• _WORK REQUIRED_:
Please reproduce each of the entries below exactly as they appear.

_____

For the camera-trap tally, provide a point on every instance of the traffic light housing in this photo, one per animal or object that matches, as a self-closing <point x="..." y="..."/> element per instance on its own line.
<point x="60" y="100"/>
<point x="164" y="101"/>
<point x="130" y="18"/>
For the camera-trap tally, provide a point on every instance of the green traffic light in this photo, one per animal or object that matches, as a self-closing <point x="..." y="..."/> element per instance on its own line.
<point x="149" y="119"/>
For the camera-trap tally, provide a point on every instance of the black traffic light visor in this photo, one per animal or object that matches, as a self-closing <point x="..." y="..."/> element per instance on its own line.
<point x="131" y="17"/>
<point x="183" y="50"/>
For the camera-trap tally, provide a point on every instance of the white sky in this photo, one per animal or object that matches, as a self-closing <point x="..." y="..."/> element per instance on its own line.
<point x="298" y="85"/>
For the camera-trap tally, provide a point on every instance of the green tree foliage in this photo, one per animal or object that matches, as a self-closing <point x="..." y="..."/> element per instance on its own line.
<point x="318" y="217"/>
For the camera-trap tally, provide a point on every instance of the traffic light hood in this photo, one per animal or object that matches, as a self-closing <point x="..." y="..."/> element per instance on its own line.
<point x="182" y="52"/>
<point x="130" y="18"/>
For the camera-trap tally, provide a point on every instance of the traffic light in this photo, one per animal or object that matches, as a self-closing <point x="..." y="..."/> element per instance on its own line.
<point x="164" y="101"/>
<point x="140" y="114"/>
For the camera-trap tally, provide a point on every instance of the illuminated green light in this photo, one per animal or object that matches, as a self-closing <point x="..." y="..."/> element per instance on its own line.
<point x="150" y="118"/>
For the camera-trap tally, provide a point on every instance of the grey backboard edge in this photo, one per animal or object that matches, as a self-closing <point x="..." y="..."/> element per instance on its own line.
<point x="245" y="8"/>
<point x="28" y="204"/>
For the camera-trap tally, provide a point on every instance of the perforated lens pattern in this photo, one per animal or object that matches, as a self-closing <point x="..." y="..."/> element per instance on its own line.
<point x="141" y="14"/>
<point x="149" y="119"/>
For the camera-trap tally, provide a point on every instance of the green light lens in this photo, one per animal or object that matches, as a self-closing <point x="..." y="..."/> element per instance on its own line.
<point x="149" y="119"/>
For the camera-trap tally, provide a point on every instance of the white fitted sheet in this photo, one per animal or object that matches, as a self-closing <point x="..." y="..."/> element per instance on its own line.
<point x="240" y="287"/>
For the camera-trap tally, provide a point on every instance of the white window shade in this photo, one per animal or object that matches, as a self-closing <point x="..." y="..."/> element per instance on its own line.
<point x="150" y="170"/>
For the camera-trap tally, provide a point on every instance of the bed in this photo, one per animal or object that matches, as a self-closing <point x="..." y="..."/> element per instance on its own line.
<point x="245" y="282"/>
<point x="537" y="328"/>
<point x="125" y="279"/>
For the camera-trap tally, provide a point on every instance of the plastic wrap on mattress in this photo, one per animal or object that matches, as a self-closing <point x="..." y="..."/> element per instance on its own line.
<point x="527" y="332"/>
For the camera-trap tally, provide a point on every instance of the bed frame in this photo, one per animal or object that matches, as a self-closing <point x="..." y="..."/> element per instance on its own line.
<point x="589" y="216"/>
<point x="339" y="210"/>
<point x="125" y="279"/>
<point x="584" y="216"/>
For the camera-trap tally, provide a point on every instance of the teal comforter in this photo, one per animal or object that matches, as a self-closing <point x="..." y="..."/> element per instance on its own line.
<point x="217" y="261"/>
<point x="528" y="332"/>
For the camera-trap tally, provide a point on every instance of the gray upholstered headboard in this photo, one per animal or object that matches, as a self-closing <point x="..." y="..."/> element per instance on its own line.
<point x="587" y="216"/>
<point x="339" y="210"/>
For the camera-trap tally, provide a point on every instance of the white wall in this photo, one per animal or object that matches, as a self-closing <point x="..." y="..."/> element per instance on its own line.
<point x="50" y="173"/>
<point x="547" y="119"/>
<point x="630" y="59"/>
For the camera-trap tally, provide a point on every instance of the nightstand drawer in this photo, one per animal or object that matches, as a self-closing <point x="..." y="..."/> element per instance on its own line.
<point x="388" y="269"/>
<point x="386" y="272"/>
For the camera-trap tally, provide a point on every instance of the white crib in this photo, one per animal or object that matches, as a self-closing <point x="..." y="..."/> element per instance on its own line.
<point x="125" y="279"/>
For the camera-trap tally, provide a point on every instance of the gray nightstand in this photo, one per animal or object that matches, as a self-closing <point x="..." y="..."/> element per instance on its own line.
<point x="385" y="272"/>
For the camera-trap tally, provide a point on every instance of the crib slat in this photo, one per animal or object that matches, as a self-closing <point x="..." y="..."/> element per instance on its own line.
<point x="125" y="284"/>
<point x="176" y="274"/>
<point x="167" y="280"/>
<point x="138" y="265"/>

_____

• _FINISHED EXERCISE_:
For the camera-trap tally, provide a point on every instance of the traffic light housing in this photo, one per animal or object that matches, as a self-closing <point x="..." y="..."/> element per instance on its own line.
<point x="60" y="100"/>
<point x="164" y="101"/>
<point x="130" y="18"/>
For the camera-trap tally, provide a point on every instance of the green traffic light in this photo, one per animal or object that matches, as a self-closing <point x="..." y="..."/> element per instance on its own line.
<point x="149" y="119"/>
For the camera-trap tally, provide a point on every instance of the black traffic light visor in this photo, one per animal or object that matches, as a self-closing <point x="..." y="..."/> element per instance on its own line.
<point x="131" y="17"/>
<point x="183" y="50"/>
For the camera-trap tally, provide a point on every instance of the white sky in this photo, one per animal or object that matches, as a self-closing <point x="..." y="..."/> element per instance on its own line.
<point x="298" y="85"/>
For the camera-trap tally, provide a point on every instance of the green tree foliage in this photo, one per animal or object that matches, as a self-closing <point x="..." y="..."/> element per instance on its own line.
<point x="318" y="217"/>
For the camera-trap tally, provide a point on every instance of the traffic light hood in this photo, one per animal or object that matches, as a self-closing <point x="..." y="..."/> element per instance on its own line.
<point x="182" y="52"/>
<point x="130" y="18"/>
For the camera-trap tally, provide a point on every instance of the traffic light in this photo, one per animal or object that matches, as a self-closing <point x="..." y="..."/> element per instance on its own line.
<point x="164" y="101"/>
<point x="140" y="114"/>
For the camera-trap tally, provide a point on every instance of the illuminated green light in this photo, one per animal or object that matches, as a self-closing <point x="..." y="..."/> element per instance on its own line.
<point x="150" y="118"/>
For the camera-trap tally, provide a point on every instance of the grey backboard edge in this photo, one per animal or object that matches, as a self-closing <point x="..." y="..."/> element per instance on its own line.
<point x="245" y="8"/>
<point x="28" y="204"/>
For the camera-trap tally, provide a point on every instance of the perforated lens pattern in this photo, one per animal or object that matches, as a self-closing <point x="..." y="..."/> element per instance on its own line.
<point x="141" y="14"/>
<point x="149" y="119"/>
For the camera-trap tally, provide a point on every instance of the green light lens in this photo, one per animal or object that matches, as a self-closing <point x="..." y="..."/> element per instance on its own line.
<point x="149" y="119"/>
For the camera-trap tally, provide a point on every instance of the white fitted sheet in this photo, one per animal or object that matches, as a self-closing <point x="..." y="..."/> element per instance on its own line.
<point x="240" y="287"/>
For the camera-trap tally, provide a point on every instance of the white window shade in this photo, one per animal or object that matches, as a self-closing <point x="..." y="..."/> element per instance on its own line.
<point x="150" y="170"/>
For the camera-trap tally, provide a point on every instance of the bed in this photo, one per animal or object that matches, as a self-closing <point x="..." y="..."/> element per instance on its own line.
<point x="245" y="282"/>
<point x="537" y="328"/>
<point x="125" y="279"/>
For the camera-trap tally, provide a point on every instance of the plastic wrap on mattress in this photo, one per animal or object that matches, as a self-closing <point x="..." y="..."/> element per instance on its own line.
<point x="527" y="332"/>
For the camera-trap tally, provide a point on every instance of the bed frame in this photo, one per animal or object that matches, as a self-closing <point x="..." y="..."/> element per instance on its own line.
<point x="589" y="216"/>
<point x="339" y="210"/>
<point x="125" y="279"/>
<point x="584" y="216"/>
For the camera-trap tally, provide a point on every instance of the teal comforter in this photo, one per animal or object that matches, as a self-closing <point x="..." y="..."/> element per instance on its own line.
<point x="217" y="261"/>
<point x="528" y="332"/>
For the camera-trap tally, provide a point on every instance of the gray upholstered headboard in this photo, one per animal or object that matches, as a self-closing <point x="..." y="..."/> element per instance on its own line.
<point x="587" y="216"/>
<point x="339" y="210"/>
For the camera-trap tally, provide a point on every instance of the white wall in this photo, one per animal or object that matches, as a self-closing <point x="..." y="..."/> element per instance on its own line.
<point x="50" y="173"/>
<point x="547" y="119"/>
<point x="630" y="59"/>
For the camera-trap tally, provide a point on every instance of the nightstand drawer in this photo, one per animal or object that matches, as a self-closing <point x="..." y="..."/> element per instance on its own line.
<point x="388" y="269"/>
<point x="386" y="272"/>
For the camera-trap tally, provide a point on every instance of the white crib in this photo, one per animal or object that matches, as a self-closing <point x="..." y="..."/> element per instance on its own line.
<point x="125" y="279"/>
For the camera-trap tally, provide a point on every instance of the gray nightstand in this photo, one per animal or object that matches, as a self-closing <point x="..." y="..."/> element per instance on its own line.
<point x="385" y="272"/>
For the camera-trap tally, provide a point on every instance of the crib slat in this photo, one per animal or object that matches, as a self-closing <point x="..." y="..."/> element per instance on its own line.
<point x="125" y="284"/>
<point x="176" y="274"/>
<point x="167" y="280"/>
<point x="138" y="265"/>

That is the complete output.